<<<<
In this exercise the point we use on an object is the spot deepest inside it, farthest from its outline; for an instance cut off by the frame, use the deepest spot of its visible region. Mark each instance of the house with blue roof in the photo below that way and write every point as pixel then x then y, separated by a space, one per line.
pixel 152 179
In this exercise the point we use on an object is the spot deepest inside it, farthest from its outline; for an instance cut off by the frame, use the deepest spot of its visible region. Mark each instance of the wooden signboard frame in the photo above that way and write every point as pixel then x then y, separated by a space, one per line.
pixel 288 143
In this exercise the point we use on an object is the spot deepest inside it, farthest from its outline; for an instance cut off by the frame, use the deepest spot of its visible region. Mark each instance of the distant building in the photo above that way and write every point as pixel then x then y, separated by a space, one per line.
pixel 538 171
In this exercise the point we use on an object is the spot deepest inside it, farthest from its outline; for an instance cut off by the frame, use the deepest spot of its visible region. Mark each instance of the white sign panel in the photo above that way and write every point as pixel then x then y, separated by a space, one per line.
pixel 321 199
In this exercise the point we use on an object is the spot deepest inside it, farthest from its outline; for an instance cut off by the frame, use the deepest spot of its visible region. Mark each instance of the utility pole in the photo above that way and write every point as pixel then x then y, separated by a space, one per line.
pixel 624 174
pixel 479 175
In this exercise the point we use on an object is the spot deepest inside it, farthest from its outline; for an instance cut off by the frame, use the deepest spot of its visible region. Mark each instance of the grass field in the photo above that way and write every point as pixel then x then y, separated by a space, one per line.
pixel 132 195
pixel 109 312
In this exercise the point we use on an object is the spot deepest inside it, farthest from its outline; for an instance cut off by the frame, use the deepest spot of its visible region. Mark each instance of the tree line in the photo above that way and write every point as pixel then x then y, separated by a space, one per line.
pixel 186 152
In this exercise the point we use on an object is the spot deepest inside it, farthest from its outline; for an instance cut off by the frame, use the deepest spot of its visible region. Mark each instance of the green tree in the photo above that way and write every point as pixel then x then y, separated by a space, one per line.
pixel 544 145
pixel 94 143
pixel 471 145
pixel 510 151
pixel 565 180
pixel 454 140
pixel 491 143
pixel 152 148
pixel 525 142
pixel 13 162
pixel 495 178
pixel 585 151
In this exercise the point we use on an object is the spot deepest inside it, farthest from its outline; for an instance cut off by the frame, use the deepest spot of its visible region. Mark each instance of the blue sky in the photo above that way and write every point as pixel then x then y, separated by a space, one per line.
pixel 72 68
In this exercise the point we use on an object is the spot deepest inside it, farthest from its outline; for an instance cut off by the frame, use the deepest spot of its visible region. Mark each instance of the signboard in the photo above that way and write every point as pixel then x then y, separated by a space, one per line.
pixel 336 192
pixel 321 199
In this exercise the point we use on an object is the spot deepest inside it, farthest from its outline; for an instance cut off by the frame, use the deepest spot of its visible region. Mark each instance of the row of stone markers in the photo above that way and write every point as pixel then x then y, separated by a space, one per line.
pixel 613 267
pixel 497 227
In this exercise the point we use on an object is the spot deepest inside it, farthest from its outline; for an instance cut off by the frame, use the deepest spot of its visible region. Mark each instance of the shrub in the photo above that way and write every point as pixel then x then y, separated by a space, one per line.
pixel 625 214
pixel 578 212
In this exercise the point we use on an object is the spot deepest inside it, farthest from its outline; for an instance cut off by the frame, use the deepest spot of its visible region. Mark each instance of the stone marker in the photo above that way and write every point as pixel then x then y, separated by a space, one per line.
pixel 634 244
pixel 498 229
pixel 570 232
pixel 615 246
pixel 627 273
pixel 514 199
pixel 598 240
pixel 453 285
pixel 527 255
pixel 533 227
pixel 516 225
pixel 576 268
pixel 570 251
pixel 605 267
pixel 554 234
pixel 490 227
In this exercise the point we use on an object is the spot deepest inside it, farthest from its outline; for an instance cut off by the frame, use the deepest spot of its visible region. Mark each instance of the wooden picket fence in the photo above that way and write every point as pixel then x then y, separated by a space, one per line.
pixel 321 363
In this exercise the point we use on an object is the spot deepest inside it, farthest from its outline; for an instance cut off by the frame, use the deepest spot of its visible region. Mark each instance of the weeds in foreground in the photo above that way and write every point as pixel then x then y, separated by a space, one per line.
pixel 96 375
>>>>
**Aim:** Can you echo, word for word, the lines starting at the one that contains "of the weeds" and ending at the last line above, including both?

**Output:**
In this exercise the point we use on an object is the spot deepest inside it, farthest from its outline; for an instance cut off by the frame, use the deepest spot of its visible region. Mark each instance of the weeds in foreground in the photo above that way and write every point as pixel then x then y, separated by a space, one per line.
pixel 96 375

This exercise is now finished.